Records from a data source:
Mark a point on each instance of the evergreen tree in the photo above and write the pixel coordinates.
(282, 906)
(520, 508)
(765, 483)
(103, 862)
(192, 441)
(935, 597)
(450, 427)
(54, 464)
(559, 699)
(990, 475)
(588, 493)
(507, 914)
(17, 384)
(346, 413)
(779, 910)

**What this task involves:** The full set of records must be output again exactly.

**Exercise result:**
Mark a point on each instance of the evergreen tree in the photo above and write the pixel coordinates.
(282, 906)
(520, 508)
(765, 483)
(103, 862)
(192, 441)
(935, 597)
(450, 427)
(54, 464)
(559, 699)
(990, 475)
(588, 493)
(507, 914)
(17, 384)
(346, 413)
(779, 910)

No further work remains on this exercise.